(Collected data)

****

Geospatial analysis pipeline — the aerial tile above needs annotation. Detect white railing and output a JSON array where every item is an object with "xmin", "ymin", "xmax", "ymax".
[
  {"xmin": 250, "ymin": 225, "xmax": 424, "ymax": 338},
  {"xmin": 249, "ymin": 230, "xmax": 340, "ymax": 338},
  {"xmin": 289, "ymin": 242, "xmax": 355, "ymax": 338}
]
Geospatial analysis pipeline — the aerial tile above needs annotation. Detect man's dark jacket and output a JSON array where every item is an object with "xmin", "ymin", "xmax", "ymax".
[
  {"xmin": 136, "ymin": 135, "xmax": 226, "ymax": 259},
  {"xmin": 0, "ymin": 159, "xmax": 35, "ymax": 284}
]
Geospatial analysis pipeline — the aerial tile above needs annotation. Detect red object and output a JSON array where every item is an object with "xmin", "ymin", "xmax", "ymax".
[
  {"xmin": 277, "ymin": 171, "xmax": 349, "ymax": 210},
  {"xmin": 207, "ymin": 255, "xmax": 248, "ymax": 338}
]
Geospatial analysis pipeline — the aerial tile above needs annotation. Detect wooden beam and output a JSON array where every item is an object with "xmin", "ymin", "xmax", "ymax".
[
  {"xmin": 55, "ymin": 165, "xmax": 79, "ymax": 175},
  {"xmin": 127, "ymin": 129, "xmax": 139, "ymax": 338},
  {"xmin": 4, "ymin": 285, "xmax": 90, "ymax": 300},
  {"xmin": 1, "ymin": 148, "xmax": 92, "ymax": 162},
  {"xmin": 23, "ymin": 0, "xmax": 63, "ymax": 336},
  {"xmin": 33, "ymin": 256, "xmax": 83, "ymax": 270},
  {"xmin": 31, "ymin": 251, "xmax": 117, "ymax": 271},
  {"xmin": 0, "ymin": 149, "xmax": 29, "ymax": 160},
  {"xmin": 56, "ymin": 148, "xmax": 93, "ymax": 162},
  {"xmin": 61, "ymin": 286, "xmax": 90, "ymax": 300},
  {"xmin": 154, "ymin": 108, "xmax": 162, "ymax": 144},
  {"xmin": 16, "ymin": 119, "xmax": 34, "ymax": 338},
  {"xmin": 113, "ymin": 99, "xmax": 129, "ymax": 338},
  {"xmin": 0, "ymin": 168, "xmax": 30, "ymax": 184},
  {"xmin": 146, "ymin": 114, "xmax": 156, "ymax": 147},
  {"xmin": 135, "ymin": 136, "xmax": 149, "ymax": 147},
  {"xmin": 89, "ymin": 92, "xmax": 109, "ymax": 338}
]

****

● **EXERCISE OBJECTIVE**: Nothing may be left out. Retype all the entries exactly.

● **REPLY TO THE EXERCISE**:
Geospatial analysis pipeline — the aerial tile above needs annotation. Detect white railing and output a JSON array where every item is an object with "xmin", "ymin", "xmax", "ymax".
[
  {"xmin": 250, "ymin": 225, "xmax": 424, "ymax": 338},
  {"xmin": 249, "ymin": 230, "xmax": 340, "ymax": 338},
  {"xmin": 289, "ymin": 242, "xmax": 355, "ymax": 338}
]
Geospatial analysis pipeline — the aerial tile above needs annotation. Detect man's dark jacket and output a JSON array where every item is an object with "xmin", "ymin", "xmax", "ymax".
[
  {"xmin": 136, "ymin": 135, "xmax": 226, "ymax": 259},
  {"xmin": 0, "ymin": 159, "xmax": 35, "ymax": 284}
]
Geospatial analysis pipeline — the aerial tile above needs annotation. Detect red object and output a JSON array where every item is an object with "xmin", "ymin", "xmax", "ymax".
[
  {"xmin": 277, "ymin": 171, "xmax": 349, "ymax": 210},
  {"xmin": 207, "ymin": 255, "xmax": 248, "ymax": 338}
]
Geospatial analysis pipeline — the aerial tile above needs annotation. Detect wooden beam and output a JSON array where every item is an object with "xmin", "ymin", "xmax", "ymax".
[
  {"xmin": 55, "ymin": 165, "xmax": 79, "ymax": 175},
  {"xmin": 127, "ymin": 129, "xmax": 139, "ymax": 338},
  {"xmin": 4, "ymin": 285, "xmax": 90, "ymax": 300},
  {"xmin": 1, "ymin": 148, "xmax": 92, "ymax": 162},
  {"xmin": 23, "ymin": 0, "xmax": 63, "ymax": 336},
  {"xmin": 33, "ymin": 256, "xmax": 83, "ymax": 270},
  {"xmin": 31, "ymin": 251, "xmax": 117, "ymax": 271},
  {"xmin": 0, "ymin": 149, "xmax": 29, "ymax": 160},
  {"xmin": 56, "ymin": 148, "xmax": 93, "ymax": 162},
  {"xmin": 61, "ymin": 286, "xmax": 90, "ymax": 300},
  {"xmin": 154, "ymin": 108, "xmax": 162, "ymax": 144},
  {"xmin": 16, "ymin": 119, "xmax": 34, "ymax": 338},
  {"xmin": 113, "ymin": 99, "xmax": 129, "ymax": 338},
  {"xmin": 0, "ymin": 168, "xmax": 30, "ymax": 184},
  {"xmin": 146, "ymin": 114, "xmax": 156, "ymax": 147},
  {"xmin": 135, "ymin": 136, "xmax": 149, "ymax": 147},
  {"xmin": 89, "ymin": 92, "xmax": 109, "ymax": 338}
]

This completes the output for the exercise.